What the task requires: Would you repeat the listing exactly but omit every picture?

::::

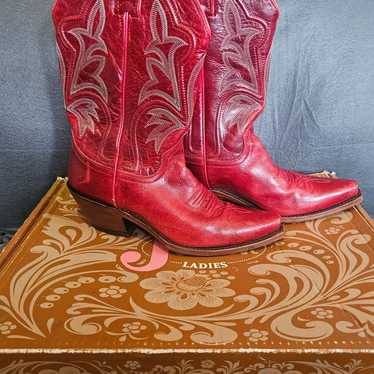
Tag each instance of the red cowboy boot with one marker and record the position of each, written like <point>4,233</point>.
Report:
<point>222,149</point>
<point>129,73</point>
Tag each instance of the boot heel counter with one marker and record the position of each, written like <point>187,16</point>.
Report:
<point>132,8</point>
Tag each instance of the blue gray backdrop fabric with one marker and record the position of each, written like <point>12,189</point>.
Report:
<point>319,114</point>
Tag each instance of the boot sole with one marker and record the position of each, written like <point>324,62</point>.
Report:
<point>354,201</point>
<point>122,222</point>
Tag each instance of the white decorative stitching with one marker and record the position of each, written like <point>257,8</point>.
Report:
<point>87,56</point>
<point>166,64</point>
<point>85,110</point>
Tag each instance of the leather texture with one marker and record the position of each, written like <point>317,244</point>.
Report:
<point>221,148</point>
<point>129,72</point>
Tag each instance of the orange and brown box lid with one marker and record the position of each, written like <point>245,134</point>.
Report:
<point>77,300</point>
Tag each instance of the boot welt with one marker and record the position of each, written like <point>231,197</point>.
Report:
<point>345,205</point>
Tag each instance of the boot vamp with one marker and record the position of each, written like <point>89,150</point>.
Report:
<point>259,180</point>
<point>180,208</point>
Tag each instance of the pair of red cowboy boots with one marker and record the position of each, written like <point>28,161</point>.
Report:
<point>162,96</point>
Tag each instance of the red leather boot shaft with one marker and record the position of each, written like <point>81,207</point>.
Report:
<point>221,148</point>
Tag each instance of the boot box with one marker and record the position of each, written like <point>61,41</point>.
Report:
<point>75,300</point>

::::

Output below:
Tag each instance of the red cowboy boot with one marker and record the position of each, written like <point>4,233</point>.
Report:
<point>222,149</point>
<point>129,73</point>
Tag each instance of the boot heel counter with one marker and record the position of each, written like <point>187,16</point>.
Report:
<point>132,8</point>
Tag each instance of the blue gray backdrop fabric with one marker and record the position of each, written like <point>12,189</point>.
Report:
<point>319,114</point>
Tag each instance of the boot sole with one marker and record the position of each, written like <point>324,62</point>.
Report:
<point>354,201</point>
<point>122,222</point>
Tag each instance of the white decorative stitching with one marker and record the position of each, written like <point>257,8</point>.
Report:
<point>87,56</point>
<point>166,64</point>
<point>85,110</point>
Tag each instance of the leather texture with one marker and record the position of each, written like <point>317,244</point>.
Report:
<point>221,148</point>
<point>129,72</point>
Tag each instance of the orange and brown box lid with one marker and record the position of each, written like <point>245,134</point>.
Report:
<point>77,300</point>
Tag each instance of the boot welt with one marker and record the position of each, written like <point>231,197</point>.
Report:
<point>345,205</point>
Tag each instance of the boot vamp with one marker and record the position of each, written like <point>89,150</point>.
Report:
<point>259,180</point>
<point>180,208</point>
Tag each instance of the pair of red cowboy boots with one marker and record the position of each, written like <point>28,161</point>.
Report:
<point>162,96</point>
Tag each instance of the red leather boot shaft with one marker and record the position of each, written like <point>81,207</point>.
Report:
<point>221,148</point>
Tag each instance of the boot box with one marker and record the position of each, written like <point>61,41</point>.
Report:
<point>75,300</point>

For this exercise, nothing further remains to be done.